▶ _QUOTED PASSAGE_
'''

Google map of the walk

I did this roughly 14.5 mile circular walk on Saturday, 23rd October 2010. It was basically a repeat of a very good walk I did back in April, but in the opposite (anti-clockwise) direction. I varied the route by taking a longer and more familiar route from Christmas Common to Idlecombe Wood, Turville, which saved some road walking - I've marked this as an alternative on the map. Again it proved to be a particularly good walk and I took lots of photographs, so this report is spread over four pages.

'''

▶ _REQUIREMENT 1_
Revise the portion of the listing starting at the line that contains "Would you kindly point at the mountain" and ending at the line that contains "<point>356,115</point>", both lines included. Substitute "one element per line" for each occurrence of "one element to a line" and leave everything else unchanged.
▶ _REQUIREMENT 2_
Continue the report of the circular walk from its last sentence onward.

▶ _SUPPLIED DATA_
'''

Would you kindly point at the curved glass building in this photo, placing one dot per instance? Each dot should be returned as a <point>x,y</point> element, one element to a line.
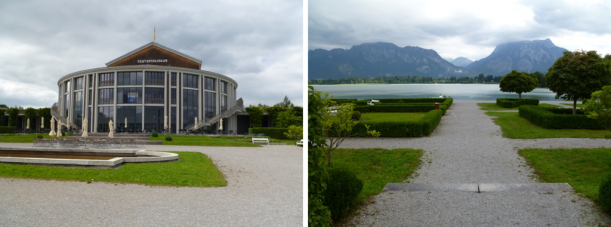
<point>139,89</point>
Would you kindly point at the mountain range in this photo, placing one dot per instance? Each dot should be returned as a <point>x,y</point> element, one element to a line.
<point>387,59</point>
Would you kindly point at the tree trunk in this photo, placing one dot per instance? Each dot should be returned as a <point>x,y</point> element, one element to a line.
<point>575,106</point>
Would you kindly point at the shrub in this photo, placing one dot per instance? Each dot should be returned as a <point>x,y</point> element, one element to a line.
<point>604,194</point>
<point>7,129</point>
<point>511,103</point>
<point>277,133</point>
<point>342,189</point>
<point>423,127</point>
<point>559,118</point>
<point>356,115</point>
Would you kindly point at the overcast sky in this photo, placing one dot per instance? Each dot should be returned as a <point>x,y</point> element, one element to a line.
<point>469,29</point>
<point>257,43</point>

'''

▶ _RESPONSE 1_
Would you kindly point at the mountain range in this photo, placing one dot per instance? Each dot should be returned as a <point>x,y</point> element, one element per line.
<point>387,59</point>
Would you kindly point at the tree trunk in this photo, placing one dot per instance? Each dot should be returned as a <point>x,y</point> element, one element per line.
<point>575,106</point>
Would you kindly point at the shrub in this photo, placing one dot per instance? Each dot should be returned as a <point>x,y</point> element, one element per line.
<point>604,194</point>
<point>7,129</point>
<point>511,103</point>
<point>277,133</point>
<point>342,189</point>
<point>423,127</point>
<point>559,118</point>
<point>356,115</point>

▶ _RESPONSE 2_
I set off from the car park on Watlington Hill (grid reference SU 709936) a few minutes after 10am. I was pleased to see the Highland Cattle at Watlington Hill Farm, I always look out for them when I come this way. Turning right from the car park, I followed the road a quarter of a mile to a T-junction, where I turned right to enter the village of Christmas Common. I forked left at a road junction, then almost immediately went right down Hollandridge Lane, which I followed to the edge of the village. Here (just past the last home on the right)  I turned left onto a bridleway that entered a wood called Prior's Grove, going downhill through the trees to reach a path junction in a valley bottom. The route I used last time took a footpath straight on, but now I stayed on the bridleway as it turned right.  There was now a very easy section of about 1.5 miles, following the bridleway through the trees as it followed the valley bottom, descending very slowly until I reached Turville Park Farm.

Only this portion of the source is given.